What to do:
Count the lines in the material below that contain the string "shorts", with uppercase and lowercase treated as different. Reply with only that number.
++++++++++++++++++++
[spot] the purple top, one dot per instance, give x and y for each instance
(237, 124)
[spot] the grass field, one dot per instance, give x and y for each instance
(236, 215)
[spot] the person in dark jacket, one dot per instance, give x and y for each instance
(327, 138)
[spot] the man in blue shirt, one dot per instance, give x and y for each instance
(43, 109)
++++++++++++++++++++
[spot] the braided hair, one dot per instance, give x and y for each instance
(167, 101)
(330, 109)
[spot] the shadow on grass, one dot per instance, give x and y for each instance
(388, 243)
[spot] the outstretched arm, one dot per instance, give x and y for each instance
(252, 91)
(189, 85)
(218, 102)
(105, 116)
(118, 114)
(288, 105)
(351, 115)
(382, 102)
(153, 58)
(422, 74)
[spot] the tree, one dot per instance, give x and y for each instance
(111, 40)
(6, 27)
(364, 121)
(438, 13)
++++++++++++++++++++
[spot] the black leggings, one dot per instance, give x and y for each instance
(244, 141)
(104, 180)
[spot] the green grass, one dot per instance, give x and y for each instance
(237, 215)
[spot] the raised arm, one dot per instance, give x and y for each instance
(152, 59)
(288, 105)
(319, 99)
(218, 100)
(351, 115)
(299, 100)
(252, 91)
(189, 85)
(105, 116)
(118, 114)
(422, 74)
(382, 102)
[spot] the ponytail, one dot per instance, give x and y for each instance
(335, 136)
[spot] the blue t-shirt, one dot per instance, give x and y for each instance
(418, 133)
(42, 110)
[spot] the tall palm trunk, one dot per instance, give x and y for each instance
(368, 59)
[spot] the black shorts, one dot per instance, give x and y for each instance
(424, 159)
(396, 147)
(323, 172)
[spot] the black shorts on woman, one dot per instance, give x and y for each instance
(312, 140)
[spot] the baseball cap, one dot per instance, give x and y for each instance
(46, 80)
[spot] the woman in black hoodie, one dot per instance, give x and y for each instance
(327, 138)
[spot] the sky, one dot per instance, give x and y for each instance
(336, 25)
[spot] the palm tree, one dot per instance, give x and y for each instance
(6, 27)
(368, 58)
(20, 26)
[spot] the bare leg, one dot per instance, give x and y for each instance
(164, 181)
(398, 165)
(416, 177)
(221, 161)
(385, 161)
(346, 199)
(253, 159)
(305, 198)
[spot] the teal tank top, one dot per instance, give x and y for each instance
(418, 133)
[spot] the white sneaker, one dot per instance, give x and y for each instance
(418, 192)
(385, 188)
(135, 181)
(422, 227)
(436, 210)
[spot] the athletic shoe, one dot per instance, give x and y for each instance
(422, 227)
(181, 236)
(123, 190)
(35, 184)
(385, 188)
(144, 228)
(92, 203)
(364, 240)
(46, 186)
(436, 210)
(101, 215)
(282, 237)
++++++++++++++++++++
Complete response:
2